DOKUMENTTEXT
Foto: Corbis / Patrick J. Endres

Sie wollen dieses Watscheln sehen: Antarktis-Kreuzfahrer kommen gerne wegen der Königspinguine auf die Falklandinseln.

Foto: Sven Weniger & Michael Marek

Anreise

Kürzeste Flugzeit Wien- Santiago de Chile via Paris: Air France. Nur samstags weiter mit Latam via Punta Arenas auf die Falklandinseln. Einfacher geht's mit Kreuzfahrtschiffen während der Antarktis-Saison von November bis März. Info: Das Falkland Island Tourist Board bietet Infos über Unterkünfte und Aktivitäten.

Grafik: DER STANDARD

Nein, die Lady Elizabeth grundelt hier nicht erst seit 1982. Das Schiffswrack liegt schon seit hundert Jahren in der Walknochen-Bucht. Doch die Kreuzfahrtpassagiere richten ihre Kameras auf alles, was irgendwie nach Kampf aussieht. Denn ganz ehrlich: Ohne den Falklandkrieg blieben diese Inseln im Südatlantik noch heute vom Rest der Welt unbeachtet. "Wir Falkland Islanders wissen das", sagt Gerald Cheek und kommt gerne auf das Thema zu sprechen, das alle Besucher interessiert. "Wir haben damit kein Problem. Nur Falkländer darf man uns nicht nennen!". Da ist der pensionierte Regierungsbeamte streng. "Inselbewohner der Falklands" - so, und nur so sei es korrekt, so viel Zeit müsse schon sein.

AUFTRAG
Bitte schreiben Sie den obigen Text über die Falklandinseln vollständig und unverändert ab.

AUFGEFÜHRTES MATERIAL
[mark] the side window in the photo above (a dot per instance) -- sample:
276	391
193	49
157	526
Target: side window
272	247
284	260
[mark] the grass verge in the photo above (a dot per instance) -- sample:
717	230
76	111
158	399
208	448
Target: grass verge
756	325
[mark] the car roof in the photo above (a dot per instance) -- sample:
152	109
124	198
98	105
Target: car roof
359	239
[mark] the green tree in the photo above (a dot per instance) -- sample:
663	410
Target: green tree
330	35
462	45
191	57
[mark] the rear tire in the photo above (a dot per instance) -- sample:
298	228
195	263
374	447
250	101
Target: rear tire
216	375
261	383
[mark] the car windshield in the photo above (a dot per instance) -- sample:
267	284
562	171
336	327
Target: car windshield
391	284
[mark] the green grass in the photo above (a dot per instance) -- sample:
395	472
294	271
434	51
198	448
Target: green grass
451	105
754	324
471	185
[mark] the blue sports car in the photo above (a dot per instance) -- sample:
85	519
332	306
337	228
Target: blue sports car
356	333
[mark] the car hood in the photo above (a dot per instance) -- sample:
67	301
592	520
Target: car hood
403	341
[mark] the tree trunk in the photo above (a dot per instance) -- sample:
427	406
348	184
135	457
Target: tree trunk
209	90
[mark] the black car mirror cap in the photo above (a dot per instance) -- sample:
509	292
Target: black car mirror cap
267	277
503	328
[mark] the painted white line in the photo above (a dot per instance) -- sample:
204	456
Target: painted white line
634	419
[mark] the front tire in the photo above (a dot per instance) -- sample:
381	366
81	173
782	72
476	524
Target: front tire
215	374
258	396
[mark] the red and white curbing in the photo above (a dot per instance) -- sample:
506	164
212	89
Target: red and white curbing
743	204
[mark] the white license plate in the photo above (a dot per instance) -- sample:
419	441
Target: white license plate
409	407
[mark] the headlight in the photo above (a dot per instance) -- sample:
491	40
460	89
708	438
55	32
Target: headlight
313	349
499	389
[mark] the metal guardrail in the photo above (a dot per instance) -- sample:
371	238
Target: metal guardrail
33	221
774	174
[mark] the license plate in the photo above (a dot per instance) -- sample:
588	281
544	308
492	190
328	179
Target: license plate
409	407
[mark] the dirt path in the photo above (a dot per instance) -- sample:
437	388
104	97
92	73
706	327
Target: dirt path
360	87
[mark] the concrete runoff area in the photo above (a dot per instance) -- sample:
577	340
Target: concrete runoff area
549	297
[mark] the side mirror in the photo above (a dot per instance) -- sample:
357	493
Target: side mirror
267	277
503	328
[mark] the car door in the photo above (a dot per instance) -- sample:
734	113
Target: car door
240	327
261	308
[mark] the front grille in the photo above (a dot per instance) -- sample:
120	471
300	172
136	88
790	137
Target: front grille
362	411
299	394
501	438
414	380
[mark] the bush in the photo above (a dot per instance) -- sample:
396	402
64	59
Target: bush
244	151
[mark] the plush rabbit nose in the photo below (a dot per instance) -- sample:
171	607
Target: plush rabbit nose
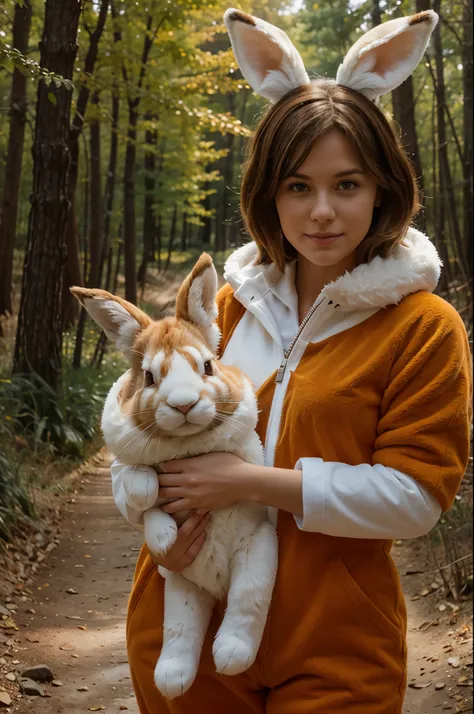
184	408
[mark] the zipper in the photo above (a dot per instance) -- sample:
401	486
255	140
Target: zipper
281	369
281	380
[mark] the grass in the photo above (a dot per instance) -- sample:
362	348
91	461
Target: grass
43	435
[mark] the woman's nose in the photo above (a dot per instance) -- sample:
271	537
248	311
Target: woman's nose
321	209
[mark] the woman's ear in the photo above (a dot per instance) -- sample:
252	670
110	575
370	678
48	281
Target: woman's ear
268	60
386	55
120	320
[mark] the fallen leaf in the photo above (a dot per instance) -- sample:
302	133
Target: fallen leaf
5	699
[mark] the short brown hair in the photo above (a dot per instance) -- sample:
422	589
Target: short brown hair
283	140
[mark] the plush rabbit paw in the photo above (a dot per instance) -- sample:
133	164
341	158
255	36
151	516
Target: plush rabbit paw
232	654
174	675
141	487
160	531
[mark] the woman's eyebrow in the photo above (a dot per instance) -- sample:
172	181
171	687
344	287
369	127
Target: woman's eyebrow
347	172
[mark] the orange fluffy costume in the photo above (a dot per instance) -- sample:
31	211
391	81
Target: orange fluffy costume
371	400
392	390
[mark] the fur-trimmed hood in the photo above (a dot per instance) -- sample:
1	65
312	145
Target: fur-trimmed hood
414	265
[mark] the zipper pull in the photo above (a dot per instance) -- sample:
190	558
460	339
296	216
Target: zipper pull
281	370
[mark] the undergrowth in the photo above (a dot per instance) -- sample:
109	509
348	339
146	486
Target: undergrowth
44	434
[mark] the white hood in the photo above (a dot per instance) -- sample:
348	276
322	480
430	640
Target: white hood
384	281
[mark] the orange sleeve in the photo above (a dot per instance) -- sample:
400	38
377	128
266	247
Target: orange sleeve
424	427
229	313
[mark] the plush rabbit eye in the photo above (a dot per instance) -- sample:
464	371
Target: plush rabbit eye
149	379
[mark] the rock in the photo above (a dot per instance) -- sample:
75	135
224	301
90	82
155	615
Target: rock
5	699
27	686
38	673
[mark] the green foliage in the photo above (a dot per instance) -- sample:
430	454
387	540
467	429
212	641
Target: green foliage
10	58
14	499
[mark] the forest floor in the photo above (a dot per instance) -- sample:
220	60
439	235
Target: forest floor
71	615
64	590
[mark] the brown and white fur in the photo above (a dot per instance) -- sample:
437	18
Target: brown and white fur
177	400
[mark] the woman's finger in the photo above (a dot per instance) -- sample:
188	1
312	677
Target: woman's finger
170	491
200	528
190	524
194	549
182	504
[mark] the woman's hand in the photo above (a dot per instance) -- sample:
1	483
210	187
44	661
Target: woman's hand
189	541
204	483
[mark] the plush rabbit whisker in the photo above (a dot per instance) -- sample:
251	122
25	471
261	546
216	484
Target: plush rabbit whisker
175	401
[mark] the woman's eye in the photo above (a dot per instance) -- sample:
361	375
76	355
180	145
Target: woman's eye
347	185
149	379
297	187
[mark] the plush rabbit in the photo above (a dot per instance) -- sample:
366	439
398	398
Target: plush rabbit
177	400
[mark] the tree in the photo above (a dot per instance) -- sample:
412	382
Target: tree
39	334
73	272
11	187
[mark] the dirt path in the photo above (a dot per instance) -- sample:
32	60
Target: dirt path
95	558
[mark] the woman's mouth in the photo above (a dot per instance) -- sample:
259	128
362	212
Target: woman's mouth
323	238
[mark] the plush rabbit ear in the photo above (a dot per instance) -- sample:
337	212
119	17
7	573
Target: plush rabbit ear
386	55
267	59
196	300
120	320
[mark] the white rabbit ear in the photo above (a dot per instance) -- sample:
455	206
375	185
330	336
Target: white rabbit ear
268	60
386	55
196	299
120	320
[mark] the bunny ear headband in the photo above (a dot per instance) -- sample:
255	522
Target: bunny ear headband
377	63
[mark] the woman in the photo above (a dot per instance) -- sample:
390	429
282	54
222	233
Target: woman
363	384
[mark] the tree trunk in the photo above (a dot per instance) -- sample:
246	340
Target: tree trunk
92	227
403	102
149	221
468	197
96	206
73	273
375	14
129	230
206	228
172	235
159	233
109	192
184	233
11	187
447	189
39	335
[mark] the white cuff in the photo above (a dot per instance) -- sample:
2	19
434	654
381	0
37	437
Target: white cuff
364	501
121	473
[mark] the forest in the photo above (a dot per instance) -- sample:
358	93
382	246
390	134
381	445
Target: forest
123	130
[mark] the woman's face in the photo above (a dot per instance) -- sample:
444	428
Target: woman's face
326	207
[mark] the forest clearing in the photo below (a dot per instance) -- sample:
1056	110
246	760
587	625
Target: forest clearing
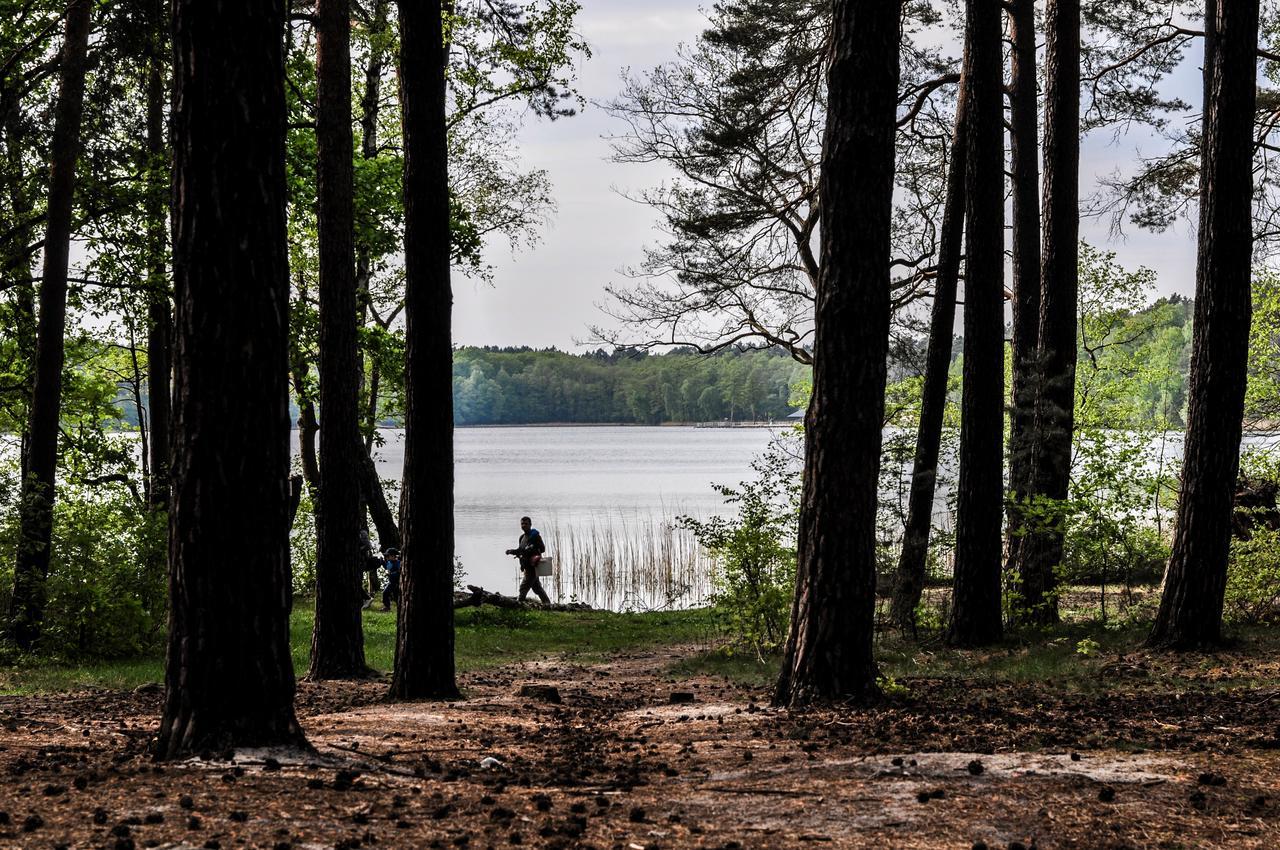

LÖSUNG
Foto: Corbis / Patrick J. Endres

Sie wollen dieses Watscheln sehen: Antarktis-Kreuzfahrer kommen gerne wegen der Königspinguine auf die Falklandinseln.

Foto: Sven Weniger & Michael Marek

Anreise

Kürzeste Flugzeit Wien- Santiago de Chile via Paris: Air France. Nur samstags weiter mit Latam via Punta Arenas auf die Falklandinseln. Einfacher geht's mit Kreuzfahrtschiffen während der Antarktis-Saison von November bis März. Info: Das Falkland Island Tourist Board bietet Infos über Unterkünfte und Aktivitäten.

Grafik: DER STANDARD

Nein, die Lady Elizabeth grundelt hier nicht erst seit 1982. Das Schiffswrack liegt schon seit hundert Jahren in der Walknochen-Bucht. Doch die Kreuzfahrtpassagiere richten ihre Kameras auf alles, was irgendwie nach Kampf aussieht. Denn ganz ehrlich: Ohne den Falklandkrieg blieben diese Inseln im Südatlantik noch heute vom Rest der Welt unbeachtet. "Wir Falkland Islanders wissen das", sagt Gerald Cheek und kommt gerne auf das Thema zu sprechen, das alle Besucher interessiert. "Wir haben damit kein Problem. Nur Falkländer darf man uns nicht nennen!". Da ist der pensionierte Regierungsbeamte streng. "Inselbewohner der Falklands" - so, und nur so sei es korrekt, so viel Zeit müsse schon sein.